═════ Excerpted data

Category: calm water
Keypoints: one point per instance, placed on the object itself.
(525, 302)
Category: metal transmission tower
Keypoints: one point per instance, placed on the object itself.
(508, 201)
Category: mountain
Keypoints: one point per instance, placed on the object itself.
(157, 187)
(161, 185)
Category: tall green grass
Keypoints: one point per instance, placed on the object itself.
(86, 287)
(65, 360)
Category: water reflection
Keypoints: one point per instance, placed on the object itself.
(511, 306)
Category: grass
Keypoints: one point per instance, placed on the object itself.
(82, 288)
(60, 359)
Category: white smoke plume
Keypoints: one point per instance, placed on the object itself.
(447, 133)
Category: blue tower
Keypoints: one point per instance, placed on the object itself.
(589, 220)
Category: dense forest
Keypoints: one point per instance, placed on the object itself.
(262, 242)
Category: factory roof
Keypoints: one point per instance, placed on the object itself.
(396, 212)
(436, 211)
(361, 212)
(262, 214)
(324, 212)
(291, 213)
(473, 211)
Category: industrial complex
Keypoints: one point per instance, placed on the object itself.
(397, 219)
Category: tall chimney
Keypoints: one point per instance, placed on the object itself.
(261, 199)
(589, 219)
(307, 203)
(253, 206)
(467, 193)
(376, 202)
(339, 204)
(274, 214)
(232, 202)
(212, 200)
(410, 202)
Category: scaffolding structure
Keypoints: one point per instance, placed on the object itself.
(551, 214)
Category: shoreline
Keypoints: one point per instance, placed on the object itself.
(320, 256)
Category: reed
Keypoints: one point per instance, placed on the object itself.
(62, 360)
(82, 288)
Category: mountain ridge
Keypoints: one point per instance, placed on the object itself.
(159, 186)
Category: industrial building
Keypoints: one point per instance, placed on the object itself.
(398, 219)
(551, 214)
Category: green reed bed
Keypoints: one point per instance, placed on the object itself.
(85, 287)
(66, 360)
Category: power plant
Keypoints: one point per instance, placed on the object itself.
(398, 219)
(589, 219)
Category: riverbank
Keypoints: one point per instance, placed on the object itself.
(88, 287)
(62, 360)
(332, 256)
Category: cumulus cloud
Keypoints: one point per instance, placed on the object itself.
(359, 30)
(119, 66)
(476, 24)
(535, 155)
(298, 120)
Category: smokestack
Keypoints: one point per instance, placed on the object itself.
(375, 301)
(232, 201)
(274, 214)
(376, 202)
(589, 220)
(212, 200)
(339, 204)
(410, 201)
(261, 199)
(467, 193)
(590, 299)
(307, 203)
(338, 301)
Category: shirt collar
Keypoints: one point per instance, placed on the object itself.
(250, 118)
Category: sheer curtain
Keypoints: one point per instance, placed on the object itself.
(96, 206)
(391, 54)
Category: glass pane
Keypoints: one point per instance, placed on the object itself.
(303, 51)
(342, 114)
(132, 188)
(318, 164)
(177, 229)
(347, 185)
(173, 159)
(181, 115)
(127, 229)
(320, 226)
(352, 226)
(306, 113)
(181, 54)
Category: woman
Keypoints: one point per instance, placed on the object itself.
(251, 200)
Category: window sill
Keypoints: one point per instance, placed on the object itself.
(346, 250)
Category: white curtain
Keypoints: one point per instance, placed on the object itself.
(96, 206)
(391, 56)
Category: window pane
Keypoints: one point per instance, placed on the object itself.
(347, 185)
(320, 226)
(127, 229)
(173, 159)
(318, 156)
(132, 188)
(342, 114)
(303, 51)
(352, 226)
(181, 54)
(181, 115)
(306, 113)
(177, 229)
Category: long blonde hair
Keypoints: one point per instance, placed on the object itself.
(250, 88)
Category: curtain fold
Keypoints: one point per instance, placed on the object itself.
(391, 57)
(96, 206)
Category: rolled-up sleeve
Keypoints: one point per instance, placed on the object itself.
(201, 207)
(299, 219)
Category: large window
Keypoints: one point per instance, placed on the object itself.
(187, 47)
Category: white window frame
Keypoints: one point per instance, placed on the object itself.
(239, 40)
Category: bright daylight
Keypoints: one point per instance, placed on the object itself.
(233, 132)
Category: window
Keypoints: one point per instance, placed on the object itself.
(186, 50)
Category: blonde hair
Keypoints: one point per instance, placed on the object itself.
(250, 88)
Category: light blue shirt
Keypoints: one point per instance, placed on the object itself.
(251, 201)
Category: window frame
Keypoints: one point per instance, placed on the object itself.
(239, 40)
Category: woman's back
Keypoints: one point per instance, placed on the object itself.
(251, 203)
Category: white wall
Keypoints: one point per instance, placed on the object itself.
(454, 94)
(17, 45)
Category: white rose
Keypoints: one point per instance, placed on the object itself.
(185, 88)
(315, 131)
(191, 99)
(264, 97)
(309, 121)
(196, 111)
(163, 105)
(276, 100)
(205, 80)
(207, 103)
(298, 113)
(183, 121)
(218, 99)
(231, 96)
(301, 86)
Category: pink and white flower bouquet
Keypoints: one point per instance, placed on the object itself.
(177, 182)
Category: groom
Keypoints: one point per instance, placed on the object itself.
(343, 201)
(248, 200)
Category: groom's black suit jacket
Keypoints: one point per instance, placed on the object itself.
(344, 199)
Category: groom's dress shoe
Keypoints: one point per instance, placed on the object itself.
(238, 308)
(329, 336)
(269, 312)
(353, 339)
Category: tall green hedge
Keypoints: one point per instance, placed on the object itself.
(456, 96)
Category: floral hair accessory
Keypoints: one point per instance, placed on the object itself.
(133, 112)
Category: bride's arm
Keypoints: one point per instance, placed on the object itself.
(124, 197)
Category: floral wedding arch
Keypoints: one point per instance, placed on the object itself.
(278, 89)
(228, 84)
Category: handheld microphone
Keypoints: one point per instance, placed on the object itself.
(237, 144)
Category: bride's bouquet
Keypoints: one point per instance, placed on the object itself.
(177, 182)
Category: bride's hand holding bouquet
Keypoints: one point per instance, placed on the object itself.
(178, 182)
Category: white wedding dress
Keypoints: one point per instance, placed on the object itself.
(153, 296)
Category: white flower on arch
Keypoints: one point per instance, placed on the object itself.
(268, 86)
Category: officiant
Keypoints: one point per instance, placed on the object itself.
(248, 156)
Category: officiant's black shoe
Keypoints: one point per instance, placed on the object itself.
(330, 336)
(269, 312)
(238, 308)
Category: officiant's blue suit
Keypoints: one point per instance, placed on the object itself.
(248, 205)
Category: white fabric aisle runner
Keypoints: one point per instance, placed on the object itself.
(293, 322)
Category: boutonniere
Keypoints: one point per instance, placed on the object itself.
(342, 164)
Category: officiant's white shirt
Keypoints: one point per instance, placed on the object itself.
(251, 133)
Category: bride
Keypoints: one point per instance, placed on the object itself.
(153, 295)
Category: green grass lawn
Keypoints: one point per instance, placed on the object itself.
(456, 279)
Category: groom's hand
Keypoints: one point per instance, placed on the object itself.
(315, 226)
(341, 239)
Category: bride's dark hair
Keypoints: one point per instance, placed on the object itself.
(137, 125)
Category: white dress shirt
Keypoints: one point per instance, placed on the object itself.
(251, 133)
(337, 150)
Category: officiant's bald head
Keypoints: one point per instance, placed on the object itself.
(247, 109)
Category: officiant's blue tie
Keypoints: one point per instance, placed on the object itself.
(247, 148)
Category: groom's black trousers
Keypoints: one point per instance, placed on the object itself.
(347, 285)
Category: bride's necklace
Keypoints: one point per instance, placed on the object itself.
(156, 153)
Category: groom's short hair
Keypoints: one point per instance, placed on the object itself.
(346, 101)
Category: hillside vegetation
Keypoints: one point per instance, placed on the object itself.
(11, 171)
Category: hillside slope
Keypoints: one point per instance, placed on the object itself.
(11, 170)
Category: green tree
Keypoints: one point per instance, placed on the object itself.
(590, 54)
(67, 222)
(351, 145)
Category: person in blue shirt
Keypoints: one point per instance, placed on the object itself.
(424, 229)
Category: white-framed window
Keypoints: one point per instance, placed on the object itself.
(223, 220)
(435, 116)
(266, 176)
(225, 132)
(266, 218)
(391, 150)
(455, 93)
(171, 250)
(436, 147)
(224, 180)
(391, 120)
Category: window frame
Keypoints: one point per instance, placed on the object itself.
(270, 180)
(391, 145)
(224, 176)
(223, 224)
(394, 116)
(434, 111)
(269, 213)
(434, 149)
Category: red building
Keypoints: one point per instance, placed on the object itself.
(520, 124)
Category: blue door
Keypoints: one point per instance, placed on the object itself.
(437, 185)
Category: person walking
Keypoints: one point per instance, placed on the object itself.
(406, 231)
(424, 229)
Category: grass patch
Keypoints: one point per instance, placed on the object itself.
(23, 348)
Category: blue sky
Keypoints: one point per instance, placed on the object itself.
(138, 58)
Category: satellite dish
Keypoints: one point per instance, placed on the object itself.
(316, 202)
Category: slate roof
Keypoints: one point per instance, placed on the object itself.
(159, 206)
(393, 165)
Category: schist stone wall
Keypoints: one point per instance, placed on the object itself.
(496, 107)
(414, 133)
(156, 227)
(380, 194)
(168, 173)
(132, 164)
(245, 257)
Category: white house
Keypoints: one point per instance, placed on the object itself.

══════════

* [Exercise instructions]
Exactly reproduce the lines that run from the line with "Category: grass patch" through the last line of the records, inclusive.

* [Exercise answer]
Category: grass patch
Keypoints: one point per instance, placed on the object itself.
(23, 348)
Category: blue sky
Keypoints: one point per instance, placed on the object itself.
(138, 58)
Category: satellite dish
Keypoints: one point per instance, placed on the object itself.
(316, 202)
Category: slate roof
Keypoints: one point per instance, placed on the object itself.
(159, 206)
(393, 165)
Category: schist stone wall
Keypoints: one point per instance, placed on the object itself.
(496, 107)
(414, 133)
(156, 227)
(380, 194)
(168, 173)
(132, 164)
(245, 257)
Category: white house
Keypoints: one point per instance, placed on the object itself.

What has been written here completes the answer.